#### LIST OF TASKS:
A. Answer these questions about the bug report, each on its own line:
(i) In which version is the fix listed?
(ii) How reproducible is the problem said to be?
(iii) On which node does rgmanager only rarely start the Condor agent?
B. Duplicate the part of the bug report starting with "Description Martin Kudlej" and going on through "from 50 occasions.".

[BEGIN TEXT BLOCK]

Bug 831648

Summary: rgmanager prefers 2 nodes in 3 nodes cluster
Product: Red Hat Enterprise Linux 6 Reporter: Martin Kudlej <mkudlej>
Component: rgmanagerAssignee: Ryan McCabe <rmccabe>
Status: CLOSED ERRATA QA Contact: Cluster QE <mspqa-list>
Severity: low Docs Contact:
Priority: low    
Version: 6.3CC: cluster-maint, jkortus, jpokorny, mjuricek
Target Milestone: rc   
Target Release: ---   
Hardware: Unspecified   
OS: Unspecified   
Whiteboard:
Fixed In Version: rgmanager-3.0.12.1-15.el6 Doc Type: Bug Fix
Doc Text:
Story Points: ---
Clone Of: Environment:
Last Closed: 2013-02-21 10:18:19 UTC Type: Bug
Regression: --- Mount Type: ---
Documentation: --- CRM:
Verified Versions: Category: ---
oVirt Team: --- RHEL 7.3 requirements from Atomic Host:
Cloudforms Team: --- Target Upstream Version:
Embargoed:
Attachments:
Description Flags
Proposed patch none

Description Martin Kudlej 2012-06-13 14:06:00 UTC
Description of problem:
I've got 3 nodes in cluster(cluster configuration below). I periodically kill Condor agents on all nodes. Rgmanager prefers to start Condor agents only on 2 nodes(node02 and node03). Rgmanager starts Condor agent on first node(node01) just about in 1 case from 50 occasions.

Version-Release number of selected component (if applicable):
pacemaker-cluster-libs-1.1.7-6.el6.x86_64
modcluster-0.16.2-18.el6.x86_64
lvm2-cluster-2.02.95-10.el6.x86_64
fence-virt-0.2.3-9.el6.x86_64
clusterlib-3.0.12.1-32.el6.x86_64
cman-3.0.12.1-32.el6.x86_64
rgmanager-3.0.12.1-12.el6.x86_64
condor-cluster-resource-agent-7.6.5-0.15.el6.x86_64
cluster-glue-libs-1.0.5-6.el6.x86_64
fence-agents-3.1.5-17.el6.x86_64
cluster-glue-1.0.5-6.el6.x86_64

How reproducible:
100%

Steps to Reproduce:
1. install clustering + Condor
2. setup cluster configuration below
3. periodically kill Condor agents on all nodes

Expected results:
Rgmanager will not prefer any node for starting recovering agent.

[END TEXT BLOCK]
[BEGIN PROVIDED MATERIAL]

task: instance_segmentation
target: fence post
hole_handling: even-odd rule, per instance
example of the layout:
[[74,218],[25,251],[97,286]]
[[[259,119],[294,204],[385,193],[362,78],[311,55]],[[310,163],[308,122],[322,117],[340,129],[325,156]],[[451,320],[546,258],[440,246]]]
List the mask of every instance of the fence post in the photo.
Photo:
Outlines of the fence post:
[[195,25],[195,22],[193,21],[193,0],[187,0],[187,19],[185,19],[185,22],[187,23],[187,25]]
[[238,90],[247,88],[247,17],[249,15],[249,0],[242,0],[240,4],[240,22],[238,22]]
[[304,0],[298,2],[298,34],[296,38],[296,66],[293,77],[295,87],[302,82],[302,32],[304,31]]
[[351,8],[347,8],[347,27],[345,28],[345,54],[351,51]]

[END PROVIDED MATERIAL]

#### SOLUTION LIST:
A.
(i) rgmanager-3.0.12.1-15.el6
(ii) 100%
(iii) node01

B.
Description Martin Kudlej 2012-06-13 14:06:00 UTC
Description of problem:
I've got 3 nodes in cluster(cluster configuration below). I periodically kill Condor agents on all nodes. Rgmanager prefers to start Condor agents only on 2 nodes(node02 and node03). Rgmanager starts Condor agent on first node(node01) just about in 1 case from 50 occasions.